任務說明 – 把下方談王充著書的原文中，從“王充寫成書,有的人就將它與古”開始、到“的眼睛也應當像舜那樣有重瞳。”為止（兩端都包括在內）的那一段一字不改地輸出。

原文段落 –
● ● ● ● ●
王充寫成書,有的人就將它與古代對照,認為與前人不相類似。有的說:“說你是在賣弄辭藻吧,有的直截了當,有的又迂迴曲折,有的拐彎抹角,有的又平鋪直敘;說你在論述大道理吧,講的又是實際瑣碎的事,充滿亂七八糟的內容,與儒經比較不相應,與傳書相比也不符合,考查司馬遷的書也不相稱,與揚雄的文章也格格不入。文章不與前人相似,怎么能說是優秀的,稱為巧妙的呢?”答道:修飾容貌勉強與別人相似,就失去了自己的形象。修改自己的語言力求與別人相似,就失去了自己的真情。許多小孩,不是同一的父母;不同家庭所生的孩子,不一定相似;自各有不同的稟受,也都有各自的長處。如果文章必須有與前人相雷同的才能稱為好的,這就象代替木匠砍伐不傷手的人才能稱為技藝高明。文人的追求,各不相同,有的修改辭語使文章巧妙,有的辯論真假來確定事實真相。一定要想法一樣,用詞照舊,那么五帝也沒有不同的事跡,三王也沒有不同的業績。美女不是一樣的面孔,看起來都是漂亮的。美妙的音樂不是一樣的聲音,聽起來都是悅耳的。各種酒有不同的氣味,飲了都會醉人。各種穀物有不同的味道,吃了都會飽。說文章應當與前人一樣,那也就是說舜的眉毛也應當象堯那樣有八種采色,禹的眼睛也應當像舜那樣有重瞳。
● ● ● ● ●
資料摘錄 –
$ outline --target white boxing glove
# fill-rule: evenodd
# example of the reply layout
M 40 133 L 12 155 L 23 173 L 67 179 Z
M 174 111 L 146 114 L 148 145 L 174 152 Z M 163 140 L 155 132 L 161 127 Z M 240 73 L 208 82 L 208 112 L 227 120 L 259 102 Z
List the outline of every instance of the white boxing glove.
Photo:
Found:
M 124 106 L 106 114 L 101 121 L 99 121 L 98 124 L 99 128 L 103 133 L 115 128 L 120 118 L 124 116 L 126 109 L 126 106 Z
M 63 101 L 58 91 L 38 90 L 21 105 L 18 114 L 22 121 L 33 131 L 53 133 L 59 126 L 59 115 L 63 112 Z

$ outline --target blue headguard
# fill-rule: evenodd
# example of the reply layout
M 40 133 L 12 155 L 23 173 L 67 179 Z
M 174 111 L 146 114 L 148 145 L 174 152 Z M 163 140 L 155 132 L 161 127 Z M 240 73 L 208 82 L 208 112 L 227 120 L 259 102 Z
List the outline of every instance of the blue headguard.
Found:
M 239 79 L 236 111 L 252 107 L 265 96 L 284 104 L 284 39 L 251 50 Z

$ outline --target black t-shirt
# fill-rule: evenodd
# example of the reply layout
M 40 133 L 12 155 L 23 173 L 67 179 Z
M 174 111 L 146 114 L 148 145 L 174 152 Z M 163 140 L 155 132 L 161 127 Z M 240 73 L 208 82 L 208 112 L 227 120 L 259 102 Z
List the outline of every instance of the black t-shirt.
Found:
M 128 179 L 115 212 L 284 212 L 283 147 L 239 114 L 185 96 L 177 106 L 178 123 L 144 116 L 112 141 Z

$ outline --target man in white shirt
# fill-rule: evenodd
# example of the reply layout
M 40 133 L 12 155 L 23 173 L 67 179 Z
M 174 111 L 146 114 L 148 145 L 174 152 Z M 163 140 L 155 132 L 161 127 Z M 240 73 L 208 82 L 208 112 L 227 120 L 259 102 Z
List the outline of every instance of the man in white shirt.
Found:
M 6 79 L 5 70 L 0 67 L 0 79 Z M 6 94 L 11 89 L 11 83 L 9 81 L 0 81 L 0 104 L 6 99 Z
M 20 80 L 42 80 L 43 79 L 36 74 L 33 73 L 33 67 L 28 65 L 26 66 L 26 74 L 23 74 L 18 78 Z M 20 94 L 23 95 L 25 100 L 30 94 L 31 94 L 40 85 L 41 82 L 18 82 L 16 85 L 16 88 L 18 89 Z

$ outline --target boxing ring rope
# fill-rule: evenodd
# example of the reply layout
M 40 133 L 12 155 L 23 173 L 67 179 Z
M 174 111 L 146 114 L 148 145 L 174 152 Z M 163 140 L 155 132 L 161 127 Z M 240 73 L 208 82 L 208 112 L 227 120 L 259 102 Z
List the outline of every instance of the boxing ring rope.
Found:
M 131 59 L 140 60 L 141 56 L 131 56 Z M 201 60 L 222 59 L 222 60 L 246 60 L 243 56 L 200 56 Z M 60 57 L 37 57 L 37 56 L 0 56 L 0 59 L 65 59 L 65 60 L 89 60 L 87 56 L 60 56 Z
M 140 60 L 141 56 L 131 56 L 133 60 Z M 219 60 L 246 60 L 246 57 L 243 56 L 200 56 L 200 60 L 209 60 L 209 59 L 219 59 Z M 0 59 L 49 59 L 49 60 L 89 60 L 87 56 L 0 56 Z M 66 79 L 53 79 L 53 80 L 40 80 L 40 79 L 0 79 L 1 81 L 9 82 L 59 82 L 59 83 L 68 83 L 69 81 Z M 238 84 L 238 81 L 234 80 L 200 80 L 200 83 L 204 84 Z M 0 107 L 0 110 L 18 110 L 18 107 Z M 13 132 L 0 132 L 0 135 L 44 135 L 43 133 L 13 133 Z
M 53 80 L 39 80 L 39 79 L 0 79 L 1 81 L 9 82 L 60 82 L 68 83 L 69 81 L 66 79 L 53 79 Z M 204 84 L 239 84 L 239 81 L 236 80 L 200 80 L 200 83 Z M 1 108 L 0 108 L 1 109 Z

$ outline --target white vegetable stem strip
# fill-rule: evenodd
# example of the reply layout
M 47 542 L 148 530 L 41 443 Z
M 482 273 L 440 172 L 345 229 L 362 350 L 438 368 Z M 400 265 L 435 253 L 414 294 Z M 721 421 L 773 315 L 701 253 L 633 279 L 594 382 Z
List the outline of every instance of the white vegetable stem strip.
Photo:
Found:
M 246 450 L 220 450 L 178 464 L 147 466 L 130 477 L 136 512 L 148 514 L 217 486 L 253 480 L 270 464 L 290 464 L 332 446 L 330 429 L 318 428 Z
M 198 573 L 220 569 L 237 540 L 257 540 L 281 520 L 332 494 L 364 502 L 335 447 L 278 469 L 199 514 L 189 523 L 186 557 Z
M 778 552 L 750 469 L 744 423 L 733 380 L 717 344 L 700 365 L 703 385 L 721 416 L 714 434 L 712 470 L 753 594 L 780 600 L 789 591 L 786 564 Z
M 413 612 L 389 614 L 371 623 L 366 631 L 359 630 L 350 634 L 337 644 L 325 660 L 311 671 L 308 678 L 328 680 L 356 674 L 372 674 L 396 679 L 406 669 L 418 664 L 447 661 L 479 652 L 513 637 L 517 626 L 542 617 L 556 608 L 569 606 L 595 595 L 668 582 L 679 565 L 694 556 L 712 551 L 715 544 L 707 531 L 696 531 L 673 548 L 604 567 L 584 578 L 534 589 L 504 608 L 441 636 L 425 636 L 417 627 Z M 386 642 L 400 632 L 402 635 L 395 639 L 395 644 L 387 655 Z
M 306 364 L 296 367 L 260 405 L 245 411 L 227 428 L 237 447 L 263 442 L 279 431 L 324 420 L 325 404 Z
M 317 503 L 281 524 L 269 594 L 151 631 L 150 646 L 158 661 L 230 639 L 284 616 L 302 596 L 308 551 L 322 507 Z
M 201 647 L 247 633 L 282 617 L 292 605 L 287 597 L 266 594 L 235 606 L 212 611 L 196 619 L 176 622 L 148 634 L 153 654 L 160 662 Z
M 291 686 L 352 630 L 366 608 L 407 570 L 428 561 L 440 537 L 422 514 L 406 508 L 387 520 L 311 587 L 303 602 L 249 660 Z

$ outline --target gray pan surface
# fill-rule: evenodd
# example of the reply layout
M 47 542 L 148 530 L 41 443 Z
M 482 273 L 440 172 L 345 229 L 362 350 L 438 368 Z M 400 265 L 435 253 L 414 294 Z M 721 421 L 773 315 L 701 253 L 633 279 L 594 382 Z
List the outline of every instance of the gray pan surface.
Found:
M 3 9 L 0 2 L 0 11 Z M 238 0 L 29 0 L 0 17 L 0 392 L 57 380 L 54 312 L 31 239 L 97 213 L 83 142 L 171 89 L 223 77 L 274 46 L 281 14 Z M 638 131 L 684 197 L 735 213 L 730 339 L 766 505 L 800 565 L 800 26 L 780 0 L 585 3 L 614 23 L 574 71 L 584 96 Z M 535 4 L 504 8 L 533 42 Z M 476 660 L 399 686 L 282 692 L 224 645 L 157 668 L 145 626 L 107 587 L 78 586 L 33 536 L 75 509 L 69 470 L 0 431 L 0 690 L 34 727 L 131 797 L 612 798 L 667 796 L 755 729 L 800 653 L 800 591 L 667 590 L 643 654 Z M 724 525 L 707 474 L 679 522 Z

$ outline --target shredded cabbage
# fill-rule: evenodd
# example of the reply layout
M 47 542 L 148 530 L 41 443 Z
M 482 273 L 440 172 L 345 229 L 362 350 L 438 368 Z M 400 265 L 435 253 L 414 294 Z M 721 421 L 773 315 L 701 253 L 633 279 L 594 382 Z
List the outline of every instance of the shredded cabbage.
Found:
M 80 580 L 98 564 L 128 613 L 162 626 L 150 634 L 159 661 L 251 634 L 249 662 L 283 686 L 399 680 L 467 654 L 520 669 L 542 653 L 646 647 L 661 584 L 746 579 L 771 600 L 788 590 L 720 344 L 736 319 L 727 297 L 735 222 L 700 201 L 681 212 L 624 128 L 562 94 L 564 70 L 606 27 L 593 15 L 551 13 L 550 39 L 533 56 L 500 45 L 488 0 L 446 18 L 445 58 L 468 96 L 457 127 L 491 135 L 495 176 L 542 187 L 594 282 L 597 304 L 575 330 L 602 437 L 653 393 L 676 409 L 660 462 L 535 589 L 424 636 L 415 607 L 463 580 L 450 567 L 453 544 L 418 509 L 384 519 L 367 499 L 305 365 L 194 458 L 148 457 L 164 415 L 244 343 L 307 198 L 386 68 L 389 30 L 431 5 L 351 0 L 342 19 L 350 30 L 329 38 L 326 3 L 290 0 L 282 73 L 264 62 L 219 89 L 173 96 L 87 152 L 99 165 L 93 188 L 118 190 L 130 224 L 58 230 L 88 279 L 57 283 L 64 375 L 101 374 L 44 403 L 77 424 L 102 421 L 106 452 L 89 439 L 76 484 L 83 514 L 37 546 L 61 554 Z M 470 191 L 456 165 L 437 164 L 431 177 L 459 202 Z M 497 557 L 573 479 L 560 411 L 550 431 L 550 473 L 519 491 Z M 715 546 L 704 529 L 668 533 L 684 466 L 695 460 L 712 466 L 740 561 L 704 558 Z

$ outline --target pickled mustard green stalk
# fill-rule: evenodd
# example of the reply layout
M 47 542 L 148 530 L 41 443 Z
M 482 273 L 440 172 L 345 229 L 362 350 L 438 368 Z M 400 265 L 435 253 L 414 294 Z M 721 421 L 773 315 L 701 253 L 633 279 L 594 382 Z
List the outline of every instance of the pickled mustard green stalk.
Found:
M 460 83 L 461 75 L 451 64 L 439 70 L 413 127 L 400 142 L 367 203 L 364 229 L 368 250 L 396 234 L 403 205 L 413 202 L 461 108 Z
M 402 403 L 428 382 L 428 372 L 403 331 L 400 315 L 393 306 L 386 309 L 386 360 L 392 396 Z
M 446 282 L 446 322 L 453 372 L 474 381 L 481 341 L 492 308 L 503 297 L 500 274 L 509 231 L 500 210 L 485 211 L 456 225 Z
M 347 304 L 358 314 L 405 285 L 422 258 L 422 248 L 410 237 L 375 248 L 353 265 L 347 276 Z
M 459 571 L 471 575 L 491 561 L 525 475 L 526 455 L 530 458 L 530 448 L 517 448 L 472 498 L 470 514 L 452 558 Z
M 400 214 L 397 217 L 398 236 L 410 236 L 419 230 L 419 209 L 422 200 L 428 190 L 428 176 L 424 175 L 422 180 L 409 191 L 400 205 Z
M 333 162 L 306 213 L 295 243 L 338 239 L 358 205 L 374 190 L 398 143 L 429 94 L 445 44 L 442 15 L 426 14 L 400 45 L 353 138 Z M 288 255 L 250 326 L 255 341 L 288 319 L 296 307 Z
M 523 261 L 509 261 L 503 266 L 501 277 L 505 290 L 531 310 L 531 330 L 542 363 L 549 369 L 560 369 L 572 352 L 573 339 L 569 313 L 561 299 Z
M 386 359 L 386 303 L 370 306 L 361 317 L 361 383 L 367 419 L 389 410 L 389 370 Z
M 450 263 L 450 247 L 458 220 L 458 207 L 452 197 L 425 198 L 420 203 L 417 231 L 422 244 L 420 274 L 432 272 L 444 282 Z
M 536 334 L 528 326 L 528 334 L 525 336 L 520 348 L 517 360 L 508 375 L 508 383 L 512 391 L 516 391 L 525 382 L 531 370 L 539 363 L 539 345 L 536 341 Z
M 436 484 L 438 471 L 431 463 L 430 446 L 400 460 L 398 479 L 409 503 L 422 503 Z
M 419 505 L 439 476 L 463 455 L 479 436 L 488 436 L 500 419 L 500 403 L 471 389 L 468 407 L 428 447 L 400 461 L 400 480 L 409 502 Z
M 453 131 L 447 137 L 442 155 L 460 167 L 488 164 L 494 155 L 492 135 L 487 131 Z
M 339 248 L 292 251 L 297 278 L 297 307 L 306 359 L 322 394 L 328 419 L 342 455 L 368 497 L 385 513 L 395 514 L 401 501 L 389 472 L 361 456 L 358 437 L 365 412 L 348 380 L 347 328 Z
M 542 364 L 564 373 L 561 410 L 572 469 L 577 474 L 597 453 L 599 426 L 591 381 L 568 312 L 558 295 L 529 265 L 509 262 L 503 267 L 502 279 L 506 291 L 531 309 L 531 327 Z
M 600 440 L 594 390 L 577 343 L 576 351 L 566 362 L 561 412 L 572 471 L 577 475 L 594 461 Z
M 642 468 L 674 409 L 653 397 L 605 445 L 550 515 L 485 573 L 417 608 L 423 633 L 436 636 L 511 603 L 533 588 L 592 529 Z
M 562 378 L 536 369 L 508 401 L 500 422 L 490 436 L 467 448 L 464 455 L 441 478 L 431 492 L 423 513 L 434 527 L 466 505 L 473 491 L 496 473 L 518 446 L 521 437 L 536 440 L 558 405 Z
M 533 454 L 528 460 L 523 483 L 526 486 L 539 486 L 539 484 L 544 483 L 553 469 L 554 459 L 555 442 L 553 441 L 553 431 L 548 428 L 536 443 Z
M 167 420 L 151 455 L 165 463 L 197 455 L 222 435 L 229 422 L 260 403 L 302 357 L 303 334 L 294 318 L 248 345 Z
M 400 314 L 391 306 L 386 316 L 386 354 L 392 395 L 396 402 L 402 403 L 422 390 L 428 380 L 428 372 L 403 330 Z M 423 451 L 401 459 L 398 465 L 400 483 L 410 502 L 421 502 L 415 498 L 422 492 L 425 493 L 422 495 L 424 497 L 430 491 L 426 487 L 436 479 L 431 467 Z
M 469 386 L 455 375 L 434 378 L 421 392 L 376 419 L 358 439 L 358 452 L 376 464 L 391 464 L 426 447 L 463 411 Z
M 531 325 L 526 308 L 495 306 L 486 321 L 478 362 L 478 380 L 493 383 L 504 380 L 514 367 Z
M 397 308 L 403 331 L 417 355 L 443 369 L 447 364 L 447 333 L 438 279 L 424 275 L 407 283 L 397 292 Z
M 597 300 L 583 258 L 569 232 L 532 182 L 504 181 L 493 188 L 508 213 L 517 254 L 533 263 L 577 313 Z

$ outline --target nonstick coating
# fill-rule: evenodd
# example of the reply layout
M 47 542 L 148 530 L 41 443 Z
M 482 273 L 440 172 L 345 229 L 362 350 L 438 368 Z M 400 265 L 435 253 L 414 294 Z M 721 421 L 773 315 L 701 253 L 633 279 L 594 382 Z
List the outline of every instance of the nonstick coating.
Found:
● ● ● ● ●
書面回答 –
王充寫成書,有的人就將它與古代對照,認為與前人不相類似。有的說:“說你是在賣弄辭藻吧,有的直截了當,有的又迂迴曲折,有的拐彎抹角,有的又平鋪直敘;說你在論述大道理吧,講的又是實際瑣碎的事,充滿亂七八糟的內容,與儒經比較不相應,與傳書相比也不符合,考查司馬遷的書也不相稱,與揚雄的文章也格格不入。文章不與前人相似,怎么能說是優秀的,稱為巧妙的呢?”答道:修飾容貌勉強與別人相似,就失去了自己的形象。修改自己的語言力求與別人相似,就失去了自己的真情。許多小孩,不是同一的父母;不同家庭所生的孩子,不一定相似;自各有不同的稟受,也都有各自的長處。如果文章必須有與前人相雷同的才能稱為好的,這就象代替木匠砍伐不傷手的人才能稱為技藝高明。文人的追求,各不相同,有的修改辭語使文章巧妙,有的辯論真假來確定事實真相。一定要想法一樣,用詞照舊,那么五帝也沒有不同的事跡,三王也沒有不同的業績。美女不是一樣的面孔,看起來都是漂亮的。美妙的音樂不是一樣的聲音,聽起來都是悅耳的。各種酒有不同的氣味,飲了都會醉人。各種穀物有不同的味道,吃了都會飽。說文章應當與前人一樣,那也就是說舜的眉毛也應當象堯那樣有八種采色,禹的眼睛也應當像舜那樣有重瞳。